Problems and tasks>
a - According to the passage on Isa savings below, how much was paid into cash Isas in the 2022-23 tax year?
b - Continue the article on Isa savings below, starting right after its last sentence.

Passage to read>
::::

Cash remains the favoured choice for Isa savers according to the latest HMRC annual savings statistics.
In the 2022-23 tax year, 12.5mn adult Isa accounts received subscriptions, an increase from 11.8mn in the previous tax year. The total amount subscribed into these Isas was just over £72bn, an increase of £5.2bn compared to 2021-22. £42bn was paid into cash Isas compared to the £28bn paid into stocks and shares Isas.
The gap between cash saving and investing therefore widened this year, with the stocks and shares Isa amounts falling 18 per cent compared with the previous year.
The decline in subscriptions to stocks and shares Isas partly marks the end of the Covid-era investing surge, with markets returning to more typical conditions. It has also been influenced by the return to higher interest rates on cash savings following on from a long period of historic lows.
One of the primary reasons that cash Isas continue to be favoured is their low-risk nature; for risk-averse savers, potentially those nearing retirement or those with short-term savings goals, the assurance of not losing their principal amount makes cash Isas an attractive option.
The trade-off of sticking with cash Isas is the challenge of keeping up with inflation. In recent years, inflation rates have often outpaced the interest earned on cash savings, meaning that the real value of money saved in a cash Isa could decrease over time.
While there will always be reasons to hold some cash, the regulator does view high levels of cash held by consumers as an issue.

::::

Excerpted data>

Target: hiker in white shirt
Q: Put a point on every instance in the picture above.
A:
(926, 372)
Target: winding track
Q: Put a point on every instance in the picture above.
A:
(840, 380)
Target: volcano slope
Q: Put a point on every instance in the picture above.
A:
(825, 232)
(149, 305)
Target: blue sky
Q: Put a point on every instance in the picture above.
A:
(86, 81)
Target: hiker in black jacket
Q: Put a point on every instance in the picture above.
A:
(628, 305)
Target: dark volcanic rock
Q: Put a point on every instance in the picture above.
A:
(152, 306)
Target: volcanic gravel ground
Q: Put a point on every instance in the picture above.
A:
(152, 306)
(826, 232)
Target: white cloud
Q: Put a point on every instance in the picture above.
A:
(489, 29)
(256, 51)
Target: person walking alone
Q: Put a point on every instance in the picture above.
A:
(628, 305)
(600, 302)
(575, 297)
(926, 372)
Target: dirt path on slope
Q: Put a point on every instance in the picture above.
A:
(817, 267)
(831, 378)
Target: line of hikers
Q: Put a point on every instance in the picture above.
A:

::::

Expected responses>
a - £42bn

b -
The Financial Conduct Authority has expressed concerns about consumers holding excessive amounts of cash, particularly in low interest accounts. They acknowledge that while some cash savings are essential for short-term needs and emergencies, holding large sums in cash over the long term, in their view, can lead to missed opportunities for better returns through investment, especially in times of lower interest rates and higher inflation.
The FCA reports that nearly 8.6mn consumers were holding more than £10,000 of investible assets in cash. As part of their strategy they want to reduce this by 20 per cent by 2025.
One of the keys to achieving this is for more consumers to seek and receive regulated advice, but the FCA also acknowledge there is an issue here with the advice gap, when consumers cannot access or afford financial advice or where suitable advice is not available to them.
This gap typically affects individuals who have limited financial resources or less complex financial needs, as the cost of receiving personalised advice can often outweigh the perceived benefits.
The FCA’s advice guidance boundary review is an initiative aimed at clarifying the distinction between financial advice and guidance. The review seeks to establish clearer rules around what constitutes advice versus guidance, reducing confusion for both firms and consumers.